== EXERCISE A ==
In the passage about the bombing of Hiroshima, at what time was Little Boy released?
== EXERCISE B ==
Extend the passage about the bombing of Hiroshima by writing what comes after its last sentence.

== SELECTED PASSAGE ==
☆ ☆ ☆ ☆ ☆ ☆ ☆

The flying machine, a harbinger of death, flew across oceans, a beast in the morning calm.
The Enola Gay*, and Little Boy** silently sliced the skies, roaring ever closer to ground zero.
Hiroshima bustled, the sound of birds, of children, of mothers preparing breakfast, of fathers shaving their one day old stubbles.
Dogs barked, cats tucked themselves in corners, children skipped, vegetable stands ploughed the streets.
The Enola Gay flew nearer.
Hiroshima's people oblivious of the hell that awaited them, the fires of apocalypse that would soon consume them, laughed and quarrelled and worked and haggled the price of the fresh morning fruit.
It was at 8:15 AM, the metallic beast prowling above released Little Boy.
Little Boy fell, down towards the city, to fracture its people, in the hubbub of early morning.
The Atomic Bomb exploded, its light blotting out the morning sun, its deafening roar bursting eardrums.
The payload was delivered.
The Generals at Command Centre were triumphant.
The Enola Gay flew away, leaving a mushroom cloud rising higher and higher as it rained down unspeakable horrors, indescribable destruction.
It has been said that in Hiroshima that day, and in the weeks and months that followed, the living envied the dead, their skin peeling off as they roamed their city, their home, consumed by the sickening howls of pain from every quarter.
Little Boy exploded as it fell, releasing a heat that burnt people, searing their shadows into walls, preserved till today, a ghastly reminder of that savagery that befell all.
Radiation from the Bomb creeped into flesh, scorching innumerable innocents, as nuclear ash fell all around.
Man had created a weapon of such savagery, such indifferent brutality, a bringer of horrors, grotesque and merciless.
Man had used the weapon, not once, but twice, for three days later Fat Man*** was unleashed on Nagasaki.
I could write on, attempting to describe the indescribable horrors that rained down on Hiroshima and Nagasaki.
I could write on, about the deformed babies being born, decades after those two days in early August of 1945.
I could write on, about the inhumanity man visited upon fellow human beings.
I could write on, about the stockpiles of nuclear weapons - tens of thousands of bombs - far, far more powerful than those that reduced Hiroshima and Nagasaki to radioactive ash.
I could write on, about the nuclear, chemical, and biological weapons housed in the silos of those who preach peace, of those who crow on about democracy, of those who let their people starve while testing the means to carry these weapons of hell across oceans.
I could write on, about the hypocrisy, the money spent on machines of destruction, as most humans of this world go hungry each night and day.

☆ ☆ ☆ ☆ ☆ ☆ ☆

== RECORDED DATA ==
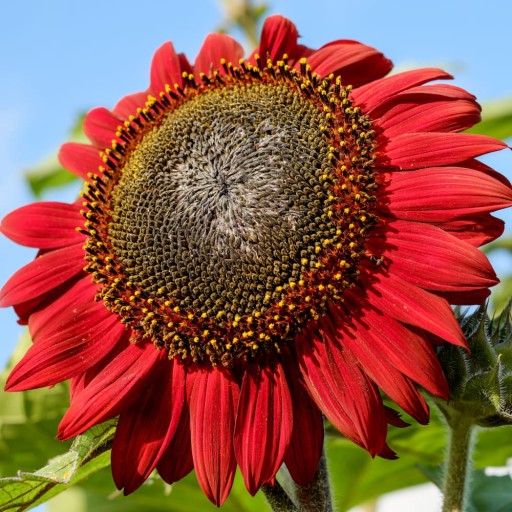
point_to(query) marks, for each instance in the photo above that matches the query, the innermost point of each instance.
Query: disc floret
(337, 184)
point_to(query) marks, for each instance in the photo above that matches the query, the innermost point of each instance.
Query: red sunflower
(266, 241)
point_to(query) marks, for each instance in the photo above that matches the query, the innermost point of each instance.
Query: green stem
(277, 498)
(458, 463)
(316, 497)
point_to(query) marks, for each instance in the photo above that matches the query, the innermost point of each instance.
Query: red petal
(355, 63)
(128, 105)
(371, 95)
(80, 159)
(263, 424)
(416, 150)
(342, 391)
(307, 439)
(79, 382)
(213, 398)
(476, 230)
(411, 305)
(412, 115)
(165, 69)
(397, 343)
(215, 48)
(177, 460)
(376, 363)
(44, 225)
(113, 390)
(278, 37)
(145, 430)
(100, 125)
(77, 296)
(69, 347)
(448, 265)
(42, 275)
(443, 194)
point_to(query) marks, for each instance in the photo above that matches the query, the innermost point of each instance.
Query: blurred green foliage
(28, 421)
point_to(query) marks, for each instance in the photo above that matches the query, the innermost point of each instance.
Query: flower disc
(225, 209)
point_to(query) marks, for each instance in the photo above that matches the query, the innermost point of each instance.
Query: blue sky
(58, 58)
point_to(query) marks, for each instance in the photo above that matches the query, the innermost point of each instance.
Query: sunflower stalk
(458, 464)
(314, 497)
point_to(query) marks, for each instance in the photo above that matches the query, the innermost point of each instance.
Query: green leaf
(357, 478)
(98, 493)
(28, 421)
(490, 493)
(49, 173)
(496, 120)
(27, 489)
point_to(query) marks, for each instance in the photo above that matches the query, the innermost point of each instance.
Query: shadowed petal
(68, 347)
(278, 37)
(264, 424)
(215, 48)
(101, 125)
(372, 95)
(355, 63)
(345, 395)
(416, 150)
(165, 69)
(213, 398)
(449, 264)
(177, 462)
(307, 439)
(80, 159)
(359, 340)
(129, 104)
(476, 230)
(47, 225)
(42, 275)
(411, 305)
(113, 390)
(441, 194)
(145, 430)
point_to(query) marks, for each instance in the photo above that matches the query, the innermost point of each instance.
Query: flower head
(265, 241)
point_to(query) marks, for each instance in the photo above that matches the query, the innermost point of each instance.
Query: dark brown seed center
(226, 200)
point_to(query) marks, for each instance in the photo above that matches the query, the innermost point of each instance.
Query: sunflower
(260, 242)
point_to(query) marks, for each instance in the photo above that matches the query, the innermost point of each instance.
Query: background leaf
(49, 173)
(496, 120)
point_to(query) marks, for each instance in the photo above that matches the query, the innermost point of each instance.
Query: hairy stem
(458, 464)
(277, 498)
(316, 497)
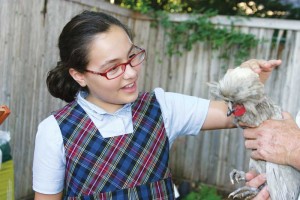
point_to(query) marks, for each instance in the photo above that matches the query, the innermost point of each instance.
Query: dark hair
(73, 43)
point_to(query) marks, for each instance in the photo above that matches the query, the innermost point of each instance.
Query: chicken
(247, 101)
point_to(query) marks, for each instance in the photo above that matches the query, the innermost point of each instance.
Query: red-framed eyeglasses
(119, 69)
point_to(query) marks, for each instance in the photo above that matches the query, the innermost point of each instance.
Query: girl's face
(106, 51)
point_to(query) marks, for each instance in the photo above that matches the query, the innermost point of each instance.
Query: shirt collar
(81, 99)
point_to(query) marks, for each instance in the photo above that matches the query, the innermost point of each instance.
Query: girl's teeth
(128, 86)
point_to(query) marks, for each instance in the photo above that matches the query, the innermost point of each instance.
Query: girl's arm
(217, 117)
(40, 196)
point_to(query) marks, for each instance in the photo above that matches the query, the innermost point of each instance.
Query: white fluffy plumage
(241, 86)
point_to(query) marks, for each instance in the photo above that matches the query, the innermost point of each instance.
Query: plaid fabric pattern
(131, 165)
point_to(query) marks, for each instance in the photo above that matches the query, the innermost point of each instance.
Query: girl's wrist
(293, 158)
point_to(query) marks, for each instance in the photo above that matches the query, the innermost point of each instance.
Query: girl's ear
(78, 77)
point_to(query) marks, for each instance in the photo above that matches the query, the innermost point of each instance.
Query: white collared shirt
(182, 115)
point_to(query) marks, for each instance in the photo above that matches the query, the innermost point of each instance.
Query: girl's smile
(106, 51)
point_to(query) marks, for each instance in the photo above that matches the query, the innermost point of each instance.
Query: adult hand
(262, 67)
(275, 141)
(254, 180)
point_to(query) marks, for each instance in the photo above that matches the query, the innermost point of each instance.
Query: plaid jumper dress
(130, 166)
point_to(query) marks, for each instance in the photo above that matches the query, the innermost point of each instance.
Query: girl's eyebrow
(114, 60)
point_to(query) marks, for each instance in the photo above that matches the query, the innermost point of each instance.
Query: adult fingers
(249, 133)
(257, 181)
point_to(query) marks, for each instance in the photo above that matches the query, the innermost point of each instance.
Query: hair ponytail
(74, 43)
(61, 84)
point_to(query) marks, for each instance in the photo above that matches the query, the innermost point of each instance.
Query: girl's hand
(262, 67)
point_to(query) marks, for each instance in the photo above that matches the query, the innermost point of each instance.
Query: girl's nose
(130, 72)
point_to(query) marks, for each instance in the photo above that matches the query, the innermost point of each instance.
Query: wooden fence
(28, 50)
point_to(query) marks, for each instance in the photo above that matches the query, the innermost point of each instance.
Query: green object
(204, 192)
(6, 152)
(7, 181)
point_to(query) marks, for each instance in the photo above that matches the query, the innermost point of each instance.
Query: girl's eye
(132, 55)
(113, 70)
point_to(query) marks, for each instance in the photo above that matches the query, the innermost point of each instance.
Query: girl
(110, 141)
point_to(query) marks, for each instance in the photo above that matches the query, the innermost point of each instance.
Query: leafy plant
(198, 28)
(204, 192)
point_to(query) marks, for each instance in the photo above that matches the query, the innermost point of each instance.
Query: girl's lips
(130, 87)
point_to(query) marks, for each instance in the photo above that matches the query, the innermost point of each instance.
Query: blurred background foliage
(285, 9)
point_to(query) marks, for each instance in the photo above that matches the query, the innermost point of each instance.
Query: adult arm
(275, 141)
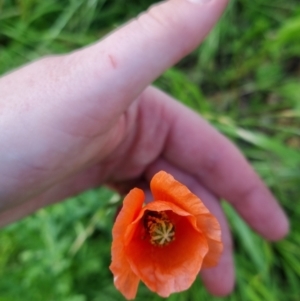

☆ ☆ ☆ ☆ ☆ ☆ ☆

== YOUR RESPONSE A ==
8:15 AM

== YOUR RESPONSE B ==
I could write on, and on, and on.
But what more can anyone say, as the wailing, the shrieking screams of the victims echo across time,
till today.
_________
* Enola Gay - the plane that carried the Atomic Bomb.
** Little Boy - the code name for the Atomic Bomb dropped on Hiroshima.
*** Fat Man - the code name for the Atomic Bomb dropped on Nagasaki on August 9th, 1945.
Me and you understand the madness of the world. When a world leader talks about using the nuclear weapon. I believe they are nuts. One nuclear weapon, 40 or more time stronger. Afzal, I pray for common sense. My grandfather told me often. “Grandson, common sense is hard to find in our world today.”
Yes my friend, it is totally insane for someone with his finger on literally thousands of Nuclear weapons to be throwing around such terrifying rhetoric. The old Cold-War “mutually assured destruction” or MAD fears are all-too real and that is terrifying, brother. May sane heads prevail or it’ll be curtains for all of us and gnu’s planet
So very true indeed – we call ourselves “civilised” and the incalculable pain of the oppression and the colonialism and naked imperialism that “civilising the uncivilised” is still with us – in our veins.
Yes, brother. Tears are the honest response and words should fail us!
Thank you, my brother, and may the ever-present threat of nuclear armageddon that people from our generation lived through be never visited on this generation and those to come – if this obscene war and it’s odious aggressor “allows” the possibility of future generations – and not annihilate us all. Yes, my brother David, tears. Tears for all and for earth our home.
My heart is racing with anxiety so I am going to get on the exercise bike to match its pace…then get on with the day. But I will be thinking of you and your remarkable poems and how to live in a way that increases our chances of survival.
Keep well and be good dear Afzal.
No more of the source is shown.